Region segmentation data:
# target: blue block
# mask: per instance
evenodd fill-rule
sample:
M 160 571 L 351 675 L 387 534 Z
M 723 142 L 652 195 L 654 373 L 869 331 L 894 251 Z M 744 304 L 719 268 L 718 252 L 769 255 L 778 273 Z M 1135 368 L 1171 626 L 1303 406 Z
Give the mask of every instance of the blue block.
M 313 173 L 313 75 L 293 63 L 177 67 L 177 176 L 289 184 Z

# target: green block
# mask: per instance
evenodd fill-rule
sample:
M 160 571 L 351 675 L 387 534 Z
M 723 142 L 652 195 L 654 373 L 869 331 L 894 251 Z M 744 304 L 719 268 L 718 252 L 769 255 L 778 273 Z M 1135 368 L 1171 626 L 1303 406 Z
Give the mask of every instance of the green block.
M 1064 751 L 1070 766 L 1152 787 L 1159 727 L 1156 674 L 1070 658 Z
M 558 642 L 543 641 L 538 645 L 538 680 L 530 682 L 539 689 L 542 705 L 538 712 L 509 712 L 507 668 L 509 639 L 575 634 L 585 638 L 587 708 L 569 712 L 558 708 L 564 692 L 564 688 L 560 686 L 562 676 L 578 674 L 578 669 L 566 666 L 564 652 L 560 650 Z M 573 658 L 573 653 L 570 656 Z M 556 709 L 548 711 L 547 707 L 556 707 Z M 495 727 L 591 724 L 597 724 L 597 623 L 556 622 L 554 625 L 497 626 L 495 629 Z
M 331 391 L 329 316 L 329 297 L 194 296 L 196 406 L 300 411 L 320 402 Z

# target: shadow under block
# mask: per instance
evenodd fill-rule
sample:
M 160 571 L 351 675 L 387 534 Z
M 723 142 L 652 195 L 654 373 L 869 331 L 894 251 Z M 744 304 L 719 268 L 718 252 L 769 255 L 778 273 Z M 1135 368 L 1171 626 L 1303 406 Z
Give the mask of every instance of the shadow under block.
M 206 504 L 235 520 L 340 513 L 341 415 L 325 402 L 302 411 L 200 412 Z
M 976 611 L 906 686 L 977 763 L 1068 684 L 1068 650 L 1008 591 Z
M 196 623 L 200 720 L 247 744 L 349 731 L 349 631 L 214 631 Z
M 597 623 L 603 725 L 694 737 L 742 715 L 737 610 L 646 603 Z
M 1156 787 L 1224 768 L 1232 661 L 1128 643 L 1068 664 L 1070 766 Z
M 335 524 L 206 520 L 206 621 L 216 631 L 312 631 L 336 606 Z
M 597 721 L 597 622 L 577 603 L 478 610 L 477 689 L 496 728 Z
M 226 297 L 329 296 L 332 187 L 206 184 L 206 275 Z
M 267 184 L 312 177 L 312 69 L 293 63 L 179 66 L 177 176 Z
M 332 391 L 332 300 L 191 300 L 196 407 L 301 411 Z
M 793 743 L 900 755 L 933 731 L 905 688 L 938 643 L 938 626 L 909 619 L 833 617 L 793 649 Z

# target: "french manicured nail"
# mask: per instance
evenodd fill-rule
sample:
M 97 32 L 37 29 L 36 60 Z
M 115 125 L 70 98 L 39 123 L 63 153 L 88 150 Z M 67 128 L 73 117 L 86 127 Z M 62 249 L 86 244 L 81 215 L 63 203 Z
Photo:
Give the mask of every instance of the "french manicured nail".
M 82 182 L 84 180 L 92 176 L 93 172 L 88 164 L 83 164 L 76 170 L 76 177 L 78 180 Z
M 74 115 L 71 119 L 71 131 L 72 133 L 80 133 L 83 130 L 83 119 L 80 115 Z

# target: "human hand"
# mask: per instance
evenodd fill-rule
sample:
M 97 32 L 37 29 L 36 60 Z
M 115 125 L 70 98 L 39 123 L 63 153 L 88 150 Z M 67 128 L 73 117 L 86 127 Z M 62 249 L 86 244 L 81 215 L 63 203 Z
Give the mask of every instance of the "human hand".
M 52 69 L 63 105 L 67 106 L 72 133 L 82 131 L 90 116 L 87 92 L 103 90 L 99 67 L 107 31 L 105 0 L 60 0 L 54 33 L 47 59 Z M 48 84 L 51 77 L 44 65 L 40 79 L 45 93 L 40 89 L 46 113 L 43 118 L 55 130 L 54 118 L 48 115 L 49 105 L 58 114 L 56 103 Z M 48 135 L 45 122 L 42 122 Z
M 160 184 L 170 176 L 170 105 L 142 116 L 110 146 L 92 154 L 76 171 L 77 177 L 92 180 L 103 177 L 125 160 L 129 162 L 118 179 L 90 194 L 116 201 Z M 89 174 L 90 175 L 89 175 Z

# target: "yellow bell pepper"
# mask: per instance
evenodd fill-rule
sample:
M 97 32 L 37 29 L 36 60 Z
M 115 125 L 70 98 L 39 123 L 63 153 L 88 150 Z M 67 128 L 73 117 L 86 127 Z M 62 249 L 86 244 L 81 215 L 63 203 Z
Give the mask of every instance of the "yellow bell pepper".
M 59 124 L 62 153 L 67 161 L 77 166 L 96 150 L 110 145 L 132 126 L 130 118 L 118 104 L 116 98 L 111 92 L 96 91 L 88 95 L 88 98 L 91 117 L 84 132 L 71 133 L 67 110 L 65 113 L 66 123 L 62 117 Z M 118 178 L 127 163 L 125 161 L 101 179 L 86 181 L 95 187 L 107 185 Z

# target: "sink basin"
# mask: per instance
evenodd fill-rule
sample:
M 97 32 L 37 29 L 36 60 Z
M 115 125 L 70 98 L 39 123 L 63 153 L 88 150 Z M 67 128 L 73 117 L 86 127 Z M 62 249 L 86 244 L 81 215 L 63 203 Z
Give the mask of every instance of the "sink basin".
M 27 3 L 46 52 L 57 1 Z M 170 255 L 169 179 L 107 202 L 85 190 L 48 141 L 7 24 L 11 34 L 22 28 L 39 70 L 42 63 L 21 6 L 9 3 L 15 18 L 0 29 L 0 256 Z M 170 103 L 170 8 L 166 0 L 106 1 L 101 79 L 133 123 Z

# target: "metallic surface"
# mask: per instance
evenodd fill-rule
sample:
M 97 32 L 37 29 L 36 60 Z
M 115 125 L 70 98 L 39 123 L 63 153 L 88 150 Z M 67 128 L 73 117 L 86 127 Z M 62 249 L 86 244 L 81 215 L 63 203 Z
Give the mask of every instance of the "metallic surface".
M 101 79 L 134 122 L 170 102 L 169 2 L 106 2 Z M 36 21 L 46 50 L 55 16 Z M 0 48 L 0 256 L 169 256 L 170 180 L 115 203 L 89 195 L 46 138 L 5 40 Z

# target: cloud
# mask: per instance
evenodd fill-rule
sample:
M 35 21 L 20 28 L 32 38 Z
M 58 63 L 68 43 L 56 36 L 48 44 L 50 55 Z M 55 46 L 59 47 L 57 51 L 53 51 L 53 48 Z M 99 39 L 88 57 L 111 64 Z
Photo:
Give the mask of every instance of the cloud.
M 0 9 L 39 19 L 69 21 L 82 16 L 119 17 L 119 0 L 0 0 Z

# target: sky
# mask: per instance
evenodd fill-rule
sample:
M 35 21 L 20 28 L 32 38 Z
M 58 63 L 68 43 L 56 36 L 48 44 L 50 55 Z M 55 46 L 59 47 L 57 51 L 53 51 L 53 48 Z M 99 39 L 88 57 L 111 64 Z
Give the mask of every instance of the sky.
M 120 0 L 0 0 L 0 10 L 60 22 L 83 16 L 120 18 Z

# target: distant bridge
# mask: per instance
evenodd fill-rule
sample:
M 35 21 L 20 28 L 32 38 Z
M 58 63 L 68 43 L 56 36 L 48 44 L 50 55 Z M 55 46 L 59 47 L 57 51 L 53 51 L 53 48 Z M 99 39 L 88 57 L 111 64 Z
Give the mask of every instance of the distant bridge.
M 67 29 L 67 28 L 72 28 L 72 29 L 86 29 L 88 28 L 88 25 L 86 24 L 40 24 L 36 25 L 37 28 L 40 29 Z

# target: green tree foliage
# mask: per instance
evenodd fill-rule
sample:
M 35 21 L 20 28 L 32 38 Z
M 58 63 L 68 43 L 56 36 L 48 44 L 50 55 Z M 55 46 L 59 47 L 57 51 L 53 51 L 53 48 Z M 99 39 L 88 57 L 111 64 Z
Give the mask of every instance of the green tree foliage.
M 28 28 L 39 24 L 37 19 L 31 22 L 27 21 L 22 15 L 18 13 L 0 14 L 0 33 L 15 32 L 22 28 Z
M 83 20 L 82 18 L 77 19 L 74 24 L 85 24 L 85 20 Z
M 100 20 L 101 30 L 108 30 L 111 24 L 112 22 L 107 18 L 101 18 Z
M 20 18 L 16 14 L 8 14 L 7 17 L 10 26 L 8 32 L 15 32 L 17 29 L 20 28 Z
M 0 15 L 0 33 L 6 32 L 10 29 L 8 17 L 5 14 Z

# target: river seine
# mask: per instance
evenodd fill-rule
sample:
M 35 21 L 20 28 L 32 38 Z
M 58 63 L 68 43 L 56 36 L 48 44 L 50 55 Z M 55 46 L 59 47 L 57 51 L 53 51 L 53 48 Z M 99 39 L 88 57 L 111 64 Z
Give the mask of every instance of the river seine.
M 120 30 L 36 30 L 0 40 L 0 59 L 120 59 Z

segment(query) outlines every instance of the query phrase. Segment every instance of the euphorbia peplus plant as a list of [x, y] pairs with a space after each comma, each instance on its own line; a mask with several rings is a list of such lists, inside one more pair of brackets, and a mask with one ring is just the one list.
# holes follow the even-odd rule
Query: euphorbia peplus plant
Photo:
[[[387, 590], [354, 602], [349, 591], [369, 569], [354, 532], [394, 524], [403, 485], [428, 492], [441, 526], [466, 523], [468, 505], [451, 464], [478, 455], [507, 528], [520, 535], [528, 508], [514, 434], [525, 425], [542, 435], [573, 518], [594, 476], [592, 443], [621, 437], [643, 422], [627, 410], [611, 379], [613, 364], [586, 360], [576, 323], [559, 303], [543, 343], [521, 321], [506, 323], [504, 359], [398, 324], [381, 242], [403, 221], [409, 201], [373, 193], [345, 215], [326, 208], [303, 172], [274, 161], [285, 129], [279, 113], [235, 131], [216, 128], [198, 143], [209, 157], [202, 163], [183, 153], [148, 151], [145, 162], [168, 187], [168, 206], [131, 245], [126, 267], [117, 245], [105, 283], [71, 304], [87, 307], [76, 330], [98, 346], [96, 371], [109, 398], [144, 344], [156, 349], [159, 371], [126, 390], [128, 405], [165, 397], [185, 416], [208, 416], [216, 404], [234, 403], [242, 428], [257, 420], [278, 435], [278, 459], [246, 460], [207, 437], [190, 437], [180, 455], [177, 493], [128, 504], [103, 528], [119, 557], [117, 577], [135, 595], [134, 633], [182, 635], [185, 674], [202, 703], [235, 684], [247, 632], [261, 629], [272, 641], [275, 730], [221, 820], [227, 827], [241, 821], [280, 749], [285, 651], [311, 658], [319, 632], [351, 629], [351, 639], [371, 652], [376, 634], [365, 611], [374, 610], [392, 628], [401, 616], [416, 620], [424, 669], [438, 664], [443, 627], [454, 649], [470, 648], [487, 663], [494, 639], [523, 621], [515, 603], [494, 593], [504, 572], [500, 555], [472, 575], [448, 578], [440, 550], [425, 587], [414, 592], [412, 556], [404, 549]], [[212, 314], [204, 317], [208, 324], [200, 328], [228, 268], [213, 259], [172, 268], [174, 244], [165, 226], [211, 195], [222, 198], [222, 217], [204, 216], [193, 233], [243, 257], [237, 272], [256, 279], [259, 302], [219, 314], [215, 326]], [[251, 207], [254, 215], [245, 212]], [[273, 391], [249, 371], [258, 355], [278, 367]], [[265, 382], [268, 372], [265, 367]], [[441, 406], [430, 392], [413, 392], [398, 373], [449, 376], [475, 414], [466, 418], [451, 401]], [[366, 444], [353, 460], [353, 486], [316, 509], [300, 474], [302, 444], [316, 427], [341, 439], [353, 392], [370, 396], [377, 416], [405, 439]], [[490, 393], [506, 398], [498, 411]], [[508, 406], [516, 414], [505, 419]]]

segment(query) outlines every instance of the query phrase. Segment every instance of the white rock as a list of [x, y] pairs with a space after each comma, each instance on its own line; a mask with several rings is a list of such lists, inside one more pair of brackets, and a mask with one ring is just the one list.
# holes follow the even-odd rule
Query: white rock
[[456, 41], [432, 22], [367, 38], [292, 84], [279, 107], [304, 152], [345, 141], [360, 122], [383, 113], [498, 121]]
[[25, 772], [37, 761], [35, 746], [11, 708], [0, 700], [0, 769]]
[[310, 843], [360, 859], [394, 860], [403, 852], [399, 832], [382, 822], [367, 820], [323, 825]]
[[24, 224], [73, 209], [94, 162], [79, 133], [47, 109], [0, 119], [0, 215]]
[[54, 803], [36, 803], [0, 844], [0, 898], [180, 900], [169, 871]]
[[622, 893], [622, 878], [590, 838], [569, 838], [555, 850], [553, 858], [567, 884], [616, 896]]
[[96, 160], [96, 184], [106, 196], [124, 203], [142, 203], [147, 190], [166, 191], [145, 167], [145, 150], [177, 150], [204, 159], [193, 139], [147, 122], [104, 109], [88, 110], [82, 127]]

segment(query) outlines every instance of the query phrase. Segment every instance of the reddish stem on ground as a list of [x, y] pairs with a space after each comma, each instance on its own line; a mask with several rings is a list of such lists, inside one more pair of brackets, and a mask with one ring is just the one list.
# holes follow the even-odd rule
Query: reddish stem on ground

*WHAT TO DO*. Show each line in the records above that contains the word "french".

*ANSWER*.
# target: "french manicured nail"
Give the mask of every instance of the "french manicured nail".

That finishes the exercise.